§ EXERCISE DESCRIPTION:
Scan the records below and copy every line that contains the string "teal".

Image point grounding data
=== Begin Enclosure ===

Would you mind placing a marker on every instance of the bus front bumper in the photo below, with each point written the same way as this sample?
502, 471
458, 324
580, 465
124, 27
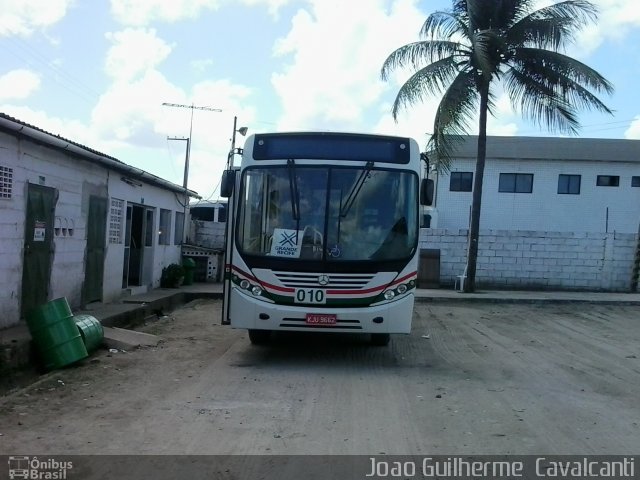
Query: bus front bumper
251, 313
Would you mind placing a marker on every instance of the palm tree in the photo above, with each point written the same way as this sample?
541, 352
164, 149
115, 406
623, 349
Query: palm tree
467, 51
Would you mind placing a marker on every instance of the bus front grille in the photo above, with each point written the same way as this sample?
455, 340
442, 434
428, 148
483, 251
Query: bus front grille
336, 281
340, 324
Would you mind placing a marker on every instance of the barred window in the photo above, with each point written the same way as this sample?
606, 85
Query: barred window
115, 220
6, 182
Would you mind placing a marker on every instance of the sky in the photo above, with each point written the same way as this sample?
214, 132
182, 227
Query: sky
98, 73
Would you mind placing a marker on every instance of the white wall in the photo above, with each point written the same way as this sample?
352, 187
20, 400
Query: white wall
12, 235
538, 259
163, 255
76, 180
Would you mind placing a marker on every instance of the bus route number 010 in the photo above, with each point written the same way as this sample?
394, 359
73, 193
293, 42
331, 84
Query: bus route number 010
310, 295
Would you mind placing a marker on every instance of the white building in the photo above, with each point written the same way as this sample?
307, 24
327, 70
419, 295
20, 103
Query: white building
556, 213
545, 183
77, 223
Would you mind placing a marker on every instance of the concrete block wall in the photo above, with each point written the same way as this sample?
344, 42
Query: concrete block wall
538, 259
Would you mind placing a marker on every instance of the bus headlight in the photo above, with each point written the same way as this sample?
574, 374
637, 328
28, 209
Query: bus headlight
257, 291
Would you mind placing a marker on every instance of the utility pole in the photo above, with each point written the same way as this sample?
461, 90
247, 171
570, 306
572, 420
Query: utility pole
188, 154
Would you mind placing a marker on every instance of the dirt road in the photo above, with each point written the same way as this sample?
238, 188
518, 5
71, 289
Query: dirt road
479, 379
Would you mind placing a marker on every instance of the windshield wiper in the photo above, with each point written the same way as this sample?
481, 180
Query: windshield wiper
293, 186
353, 194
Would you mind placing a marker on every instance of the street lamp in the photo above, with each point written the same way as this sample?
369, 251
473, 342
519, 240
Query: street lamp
242, 131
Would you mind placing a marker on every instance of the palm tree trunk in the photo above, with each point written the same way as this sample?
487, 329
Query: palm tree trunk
474, 231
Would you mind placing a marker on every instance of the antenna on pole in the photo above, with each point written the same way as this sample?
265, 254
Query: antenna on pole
188, 154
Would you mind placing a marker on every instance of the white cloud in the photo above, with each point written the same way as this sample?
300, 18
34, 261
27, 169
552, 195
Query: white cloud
144, 12
70, 129
615, 21
18, 84
633, 132
134, 52
336, 53
24, 16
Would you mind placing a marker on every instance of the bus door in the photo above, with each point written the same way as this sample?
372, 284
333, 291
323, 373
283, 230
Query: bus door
229, 187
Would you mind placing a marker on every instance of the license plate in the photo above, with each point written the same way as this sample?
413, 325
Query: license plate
321, 318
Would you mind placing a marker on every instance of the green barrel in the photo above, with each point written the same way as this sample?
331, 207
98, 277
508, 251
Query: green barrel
91, 331
55, 334
189, 266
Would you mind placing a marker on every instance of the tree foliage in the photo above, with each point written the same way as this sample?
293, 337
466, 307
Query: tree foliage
464, 54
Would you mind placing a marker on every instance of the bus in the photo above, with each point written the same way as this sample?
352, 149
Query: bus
322, 234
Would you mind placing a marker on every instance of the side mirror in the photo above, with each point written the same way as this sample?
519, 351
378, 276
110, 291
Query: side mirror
426, 192
227, 183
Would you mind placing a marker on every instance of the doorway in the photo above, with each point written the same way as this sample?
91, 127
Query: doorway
96, 235
138, 246
38, 246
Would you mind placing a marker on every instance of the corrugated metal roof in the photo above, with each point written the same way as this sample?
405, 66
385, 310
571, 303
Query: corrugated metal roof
18, 128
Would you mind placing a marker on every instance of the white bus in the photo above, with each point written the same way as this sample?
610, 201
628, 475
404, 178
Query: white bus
323, 234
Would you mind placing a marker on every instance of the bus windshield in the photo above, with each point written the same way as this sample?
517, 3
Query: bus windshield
328, 213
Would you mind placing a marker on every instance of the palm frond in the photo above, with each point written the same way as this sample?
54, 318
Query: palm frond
417, 54
539, 102
442, 25
557, 68
429, 80
552, 27
455, 112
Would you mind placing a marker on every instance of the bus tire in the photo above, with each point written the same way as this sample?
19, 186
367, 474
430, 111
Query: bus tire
380, 339
259, 337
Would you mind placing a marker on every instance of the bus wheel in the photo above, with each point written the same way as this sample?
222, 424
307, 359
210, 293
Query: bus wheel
259, 337
380, 339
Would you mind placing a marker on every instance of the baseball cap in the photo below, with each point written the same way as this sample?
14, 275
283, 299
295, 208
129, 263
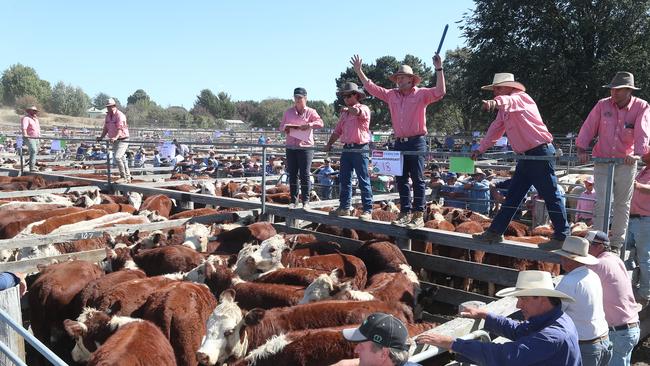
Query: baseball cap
594, 236
382, 329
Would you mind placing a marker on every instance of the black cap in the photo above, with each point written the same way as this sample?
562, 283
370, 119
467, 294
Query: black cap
380, 328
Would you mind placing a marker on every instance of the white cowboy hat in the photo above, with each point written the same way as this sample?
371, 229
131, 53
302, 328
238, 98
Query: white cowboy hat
577, 249
534, 283
504, 79
405, 70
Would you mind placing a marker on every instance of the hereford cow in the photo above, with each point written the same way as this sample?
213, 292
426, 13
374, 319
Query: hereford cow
117, 340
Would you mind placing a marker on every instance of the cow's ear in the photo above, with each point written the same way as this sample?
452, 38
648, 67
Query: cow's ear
228, 295
74, 328
254, 316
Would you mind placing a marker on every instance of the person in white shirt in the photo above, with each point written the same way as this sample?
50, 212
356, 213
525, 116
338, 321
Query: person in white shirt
587, 311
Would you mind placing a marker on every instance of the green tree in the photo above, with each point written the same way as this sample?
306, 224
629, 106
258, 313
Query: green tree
139, 96
19, 80
100, 100
69, 100
563, 51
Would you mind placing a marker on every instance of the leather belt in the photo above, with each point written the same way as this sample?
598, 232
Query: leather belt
595, 340
405, 139
624, 326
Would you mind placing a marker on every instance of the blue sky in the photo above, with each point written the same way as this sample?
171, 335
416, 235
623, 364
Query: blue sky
250, 49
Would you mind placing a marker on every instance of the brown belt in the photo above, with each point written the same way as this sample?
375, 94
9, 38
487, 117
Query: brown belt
595, 340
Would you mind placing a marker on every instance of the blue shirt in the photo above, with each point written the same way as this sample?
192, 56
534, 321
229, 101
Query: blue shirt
479, 196
547, 339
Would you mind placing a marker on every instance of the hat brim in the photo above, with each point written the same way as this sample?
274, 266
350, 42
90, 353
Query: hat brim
393, 77
517, 292
354, 335
359, 93
610, 86
588, 260
512, 84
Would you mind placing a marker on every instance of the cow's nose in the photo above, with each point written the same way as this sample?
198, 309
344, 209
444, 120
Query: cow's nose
203, 358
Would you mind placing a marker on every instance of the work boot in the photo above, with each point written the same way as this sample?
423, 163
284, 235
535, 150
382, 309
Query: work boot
365, 216
489, 236
417, 220
553, 244
402, 219
340, 212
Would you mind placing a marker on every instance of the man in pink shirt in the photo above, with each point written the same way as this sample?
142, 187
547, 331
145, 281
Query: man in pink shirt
31, 130
407, 104
117, 130
520, 119
299, 122
586, 202
622, 125
621, 310
639, 230
353, 129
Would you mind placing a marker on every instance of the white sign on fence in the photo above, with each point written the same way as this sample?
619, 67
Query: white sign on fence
387, 162
167, 150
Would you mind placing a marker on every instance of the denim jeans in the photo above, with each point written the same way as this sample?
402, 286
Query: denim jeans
299, 164
638, 235
359, 163
414, 169
623, 341
541, 174
33, 147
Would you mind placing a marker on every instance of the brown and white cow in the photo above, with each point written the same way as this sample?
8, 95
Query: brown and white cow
118, 340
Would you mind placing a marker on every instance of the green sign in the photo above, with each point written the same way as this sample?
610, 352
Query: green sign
461, 164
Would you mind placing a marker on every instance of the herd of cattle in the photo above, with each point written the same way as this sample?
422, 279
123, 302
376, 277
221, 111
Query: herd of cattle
225, 293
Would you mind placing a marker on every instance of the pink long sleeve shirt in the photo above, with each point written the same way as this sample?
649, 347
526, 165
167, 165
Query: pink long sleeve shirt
115, 126
620, 131
31, 126
354, 129
309, 117
519, 118
407, 112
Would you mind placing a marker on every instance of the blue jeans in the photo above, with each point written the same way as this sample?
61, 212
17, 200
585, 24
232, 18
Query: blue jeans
638, 235
359, 163
541, 174
414, 169
596, 354
299, 162
623, 341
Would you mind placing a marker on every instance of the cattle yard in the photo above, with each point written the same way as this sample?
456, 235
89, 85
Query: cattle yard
452, 268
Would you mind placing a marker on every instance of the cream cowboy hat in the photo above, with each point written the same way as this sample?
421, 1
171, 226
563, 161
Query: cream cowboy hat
534, 283
504, 79
405, 70
621, 80
577, 249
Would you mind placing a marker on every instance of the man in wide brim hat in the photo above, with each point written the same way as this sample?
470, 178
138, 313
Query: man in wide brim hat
405, 70
504, 79
548, 336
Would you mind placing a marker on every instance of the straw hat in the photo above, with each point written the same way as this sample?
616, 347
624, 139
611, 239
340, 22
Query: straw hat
504, 79
621, 80
405, 70
577, 249
534, 283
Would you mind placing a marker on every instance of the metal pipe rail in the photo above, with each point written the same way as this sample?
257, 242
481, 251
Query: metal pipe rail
40, 347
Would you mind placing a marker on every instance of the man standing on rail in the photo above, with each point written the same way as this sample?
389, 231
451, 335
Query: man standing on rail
31, 130
622, 125
408, 104
353, 129
547, 337
517, 114
117, 130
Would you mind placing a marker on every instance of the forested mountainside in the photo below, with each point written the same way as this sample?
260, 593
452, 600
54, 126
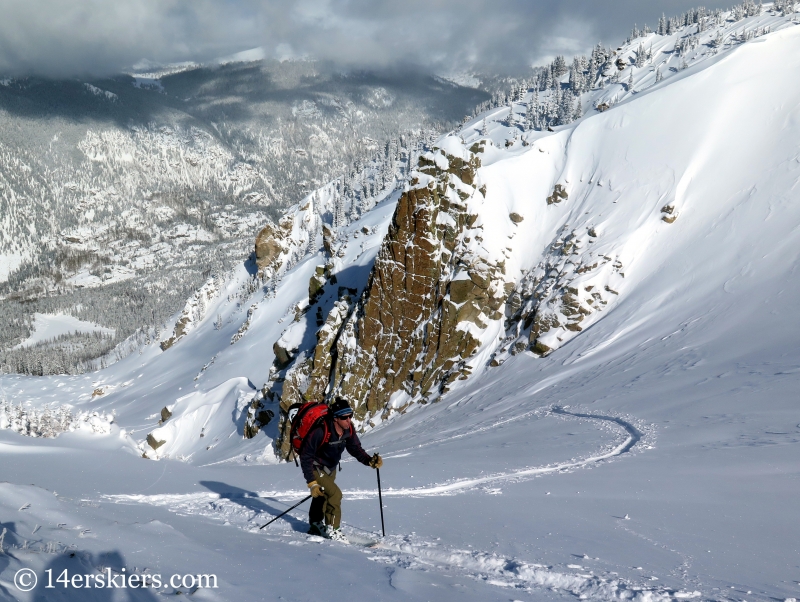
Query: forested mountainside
140, 187
573, 341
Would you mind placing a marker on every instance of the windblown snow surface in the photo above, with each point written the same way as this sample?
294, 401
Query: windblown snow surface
653, 456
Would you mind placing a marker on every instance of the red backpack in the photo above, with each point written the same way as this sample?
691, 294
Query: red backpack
304, 417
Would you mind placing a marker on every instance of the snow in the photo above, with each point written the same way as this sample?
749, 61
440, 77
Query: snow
651, 456
47, 327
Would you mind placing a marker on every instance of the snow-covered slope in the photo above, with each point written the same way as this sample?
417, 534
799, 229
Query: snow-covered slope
649, 455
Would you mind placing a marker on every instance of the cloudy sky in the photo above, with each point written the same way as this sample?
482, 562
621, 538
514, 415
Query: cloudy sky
61, 38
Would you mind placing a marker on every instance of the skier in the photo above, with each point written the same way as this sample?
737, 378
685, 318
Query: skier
319, 458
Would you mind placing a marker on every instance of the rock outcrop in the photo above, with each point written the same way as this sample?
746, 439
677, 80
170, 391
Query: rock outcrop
431, 293
270, 242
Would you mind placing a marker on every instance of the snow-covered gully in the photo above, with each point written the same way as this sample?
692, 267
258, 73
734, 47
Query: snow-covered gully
633, 437
413, 552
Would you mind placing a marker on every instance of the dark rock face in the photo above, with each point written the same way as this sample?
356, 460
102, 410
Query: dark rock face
559, 194
270, 242
413, 331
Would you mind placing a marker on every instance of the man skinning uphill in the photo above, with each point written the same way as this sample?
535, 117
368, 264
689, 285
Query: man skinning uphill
320, 454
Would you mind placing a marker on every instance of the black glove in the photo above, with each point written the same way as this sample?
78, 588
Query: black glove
316, 489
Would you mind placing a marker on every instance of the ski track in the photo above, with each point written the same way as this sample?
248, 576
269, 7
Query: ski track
412, 552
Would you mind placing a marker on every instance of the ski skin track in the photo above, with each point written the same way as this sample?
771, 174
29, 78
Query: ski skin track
410, 551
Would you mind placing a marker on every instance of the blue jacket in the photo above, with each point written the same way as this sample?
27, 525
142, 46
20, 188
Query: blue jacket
329, 454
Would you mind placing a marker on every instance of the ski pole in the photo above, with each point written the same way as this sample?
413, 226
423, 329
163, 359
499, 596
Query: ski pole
380, 499
282, 513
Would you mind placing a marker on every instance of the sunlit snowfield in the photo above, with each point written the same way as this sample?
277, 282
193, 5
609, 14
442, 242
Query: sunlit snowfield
654, 456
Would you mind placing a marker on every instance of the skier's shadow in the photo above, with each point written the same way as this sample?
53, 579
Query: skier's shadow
251, 501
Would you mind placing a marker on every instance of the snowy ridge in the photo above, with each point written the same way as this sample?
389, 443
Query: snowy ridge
685, 196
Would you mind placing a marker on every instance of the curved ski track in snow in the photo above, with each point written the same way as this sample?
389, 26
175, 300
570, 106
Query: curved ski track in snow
411, 552
453, 487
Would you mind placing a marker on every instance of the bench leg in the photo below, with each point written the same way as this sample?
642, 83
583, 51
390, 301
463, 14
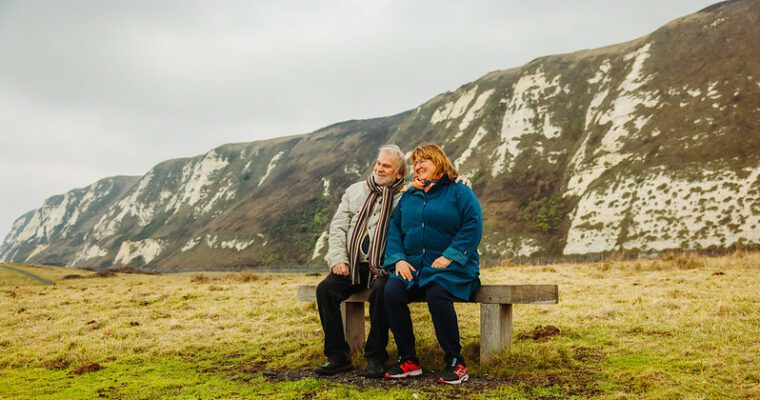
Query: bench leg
495, 329
353, 325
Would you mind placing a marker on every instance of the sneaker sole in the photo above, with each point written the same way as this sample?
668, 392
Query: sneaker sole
416, 372
456, 382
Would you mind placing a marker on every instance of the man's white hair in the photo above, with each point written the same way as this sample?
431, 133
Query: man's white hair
396, 151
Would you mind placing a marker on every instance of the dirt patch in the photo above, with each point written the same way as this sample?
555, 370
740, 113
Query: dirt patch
427, 382
55, 364
86, 368
578, 382
131, 270
540, 333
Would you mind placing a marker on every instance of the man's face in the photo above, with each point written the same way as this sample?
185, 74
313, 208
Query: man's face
386, 169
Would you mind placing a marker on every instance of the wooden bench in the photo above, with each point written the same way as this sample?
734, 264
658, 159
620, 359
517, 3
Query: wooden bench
495, 313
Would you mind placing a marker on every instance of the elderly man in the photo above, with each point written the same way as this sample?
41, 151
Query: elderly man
356, 248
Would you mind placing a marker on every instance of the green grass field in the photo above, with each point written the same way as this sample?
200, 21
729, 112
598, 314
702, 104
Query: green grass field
685, 326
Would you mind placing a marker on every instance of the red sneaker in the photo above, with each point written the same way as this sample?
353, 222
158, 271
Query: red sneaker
404, 369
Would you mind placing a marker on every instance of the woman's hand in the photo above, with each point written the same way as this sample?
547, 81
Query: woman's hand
340, 269
404, 269
441, 262
463, 180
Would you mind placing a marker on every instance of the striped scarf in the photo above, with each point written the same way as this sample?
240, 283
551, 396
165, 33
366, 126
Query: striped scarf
377, 245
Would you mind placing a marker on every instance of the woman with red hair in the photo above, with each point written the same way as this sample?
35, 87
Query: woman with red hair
432, 254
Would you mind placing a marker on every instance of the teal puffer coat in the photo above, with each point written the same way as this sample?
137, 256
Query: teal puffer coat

=== End Enclosure ===

§ YOUR RESPONSE:
Would you mind placing a marker on every instance of the teal puffer coat in the photo above, with each point written the same way as this sample?
Query: teal puffer coat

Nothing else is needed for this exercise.